» Exercise 1: From the campus news excerpt, list every outlet or form through which Marquart plans to share the findings of his research.
» Exercise 2: Restate as a short bulleted list the paragraph of the campus news excerpt that begins "Marquart will be collaborating with Professor Sean McConville," keeping its main facts.
» Exercise 3: In the campus news excerpt, what reason does Timothy Flanagan give for saying the leave will enhance Marquart's teaching effectiveness? Answer in one to three sentences.

Foerster said that about 400 scientists and students are expected from throughout Texas, with about 230 presentations and papers on a variety of topics. Contact 294-1540 for more information.


James Marquart, professor of criminal justice, will spend the 1997-98 academic year studying prison gangs in British prisons as a result of a Leverhulme Visiting Professorship and a Sam Houston State University Faculty Development Leave award.

Marquart will be collaborating with Professor Sean McConville, a noted British prison scholar and former Beto Chair Professor, at the University of London, Queen Mary and Westfield College (College of Laws). They will conduct research and compare their findings to American prison gangs, management's response to violence, and how the gangs have spread into to the free community.

Marquart has been recognized in criminal justice for his research on prison gangs and prison violence in the United States.

"This leave and the associated research and scholarly activity in England will enhance Professor Marquart's teaching effectiveness, as it will provide a comparative dimension to his understanding of justice systems," said Timothy Flanagan, dean of the College of Criminal Justice. "Our students need exposure to cross-cultural examinations of justice policy and practice."

Marquart plans to disseminate the findings from his research at professional meetings, in academic and practitioner-oriented journals, and other key policy forums, as well as in the classroom. A book-length manuscript will also be prepared.


The SHSU Department of Theatre and Dance's "Tales of the Lost Formicans," a dark comedy dealing with society's inability to focus on today's problems and face them as their own, will be staged Wednesday through Saturday.

Performances are in the University Theatre Center Showcase Theatre at 8 p.m. with a 2 p.m. Saturday matinee.

» Given information:

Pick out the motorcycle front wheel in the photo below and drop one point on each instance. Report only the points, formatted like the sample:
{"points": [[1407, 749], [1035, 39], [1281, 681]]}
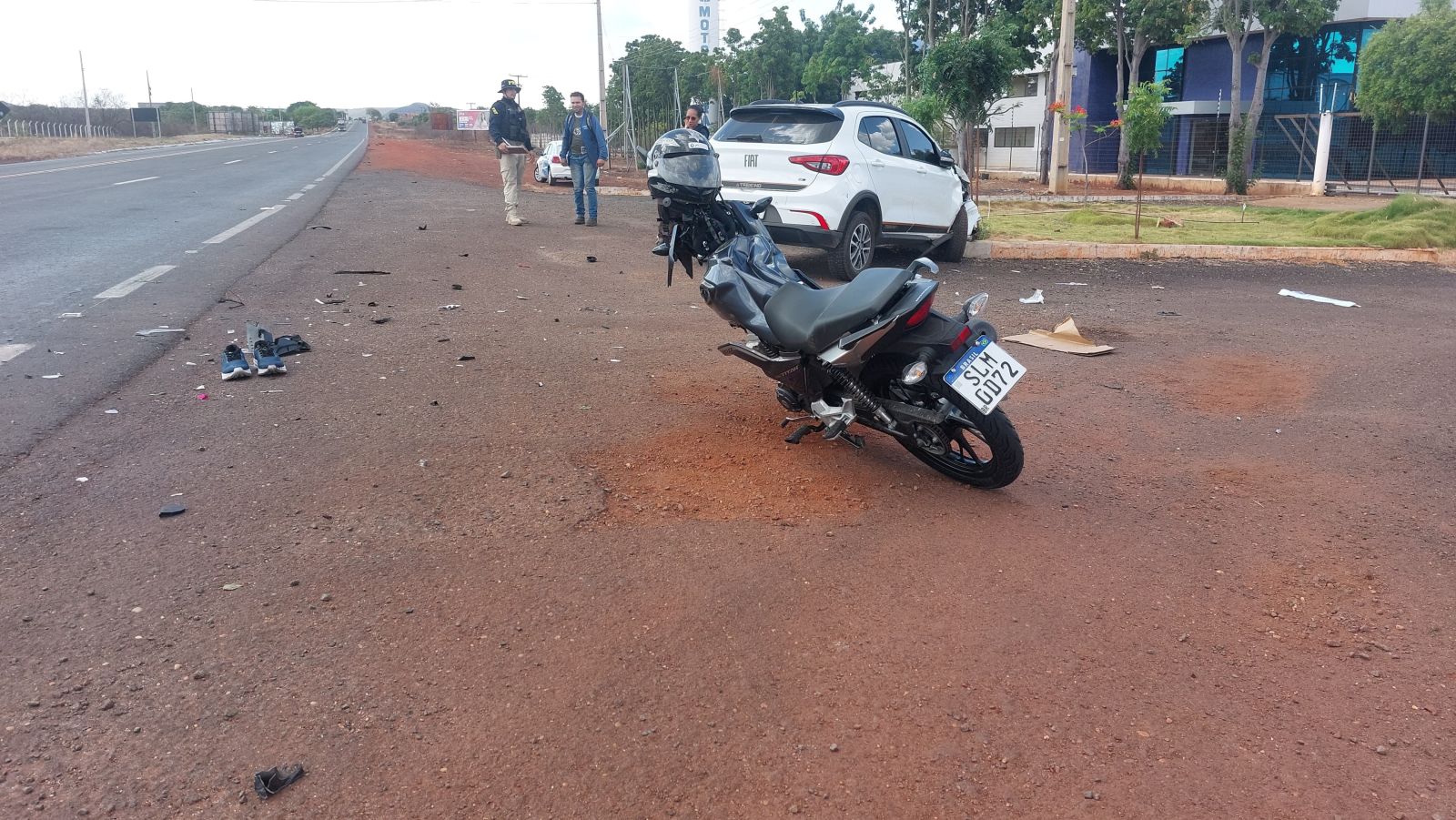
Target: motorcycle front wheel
{"points": [[972, 448]]}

» Exercise solution 1:
- Professional meetings
- Academic and practitioner-oriented journals
- Other key policy forums
- The classroom
- A book-length manuscript

» Exercise solution 2:
- Marquart will collaborate with Professor Sean McConville, a noted British prison scholar and former Beto Chair Professor.
- McConville is at the University of London, Queen Mary and Westfield College (College of Laws).
- The two will conduct research and compare their findings to:
  - American prison gangs
  - management's response to violence
  - how the gangs have spread into the free community

» Exercise solution 3: Flanagan says the leave and the research in England will give Marquart a comparative dimension to his understanding of justice systems. He adds that students need exposure to cross-cultural examinations of justice policy and practice.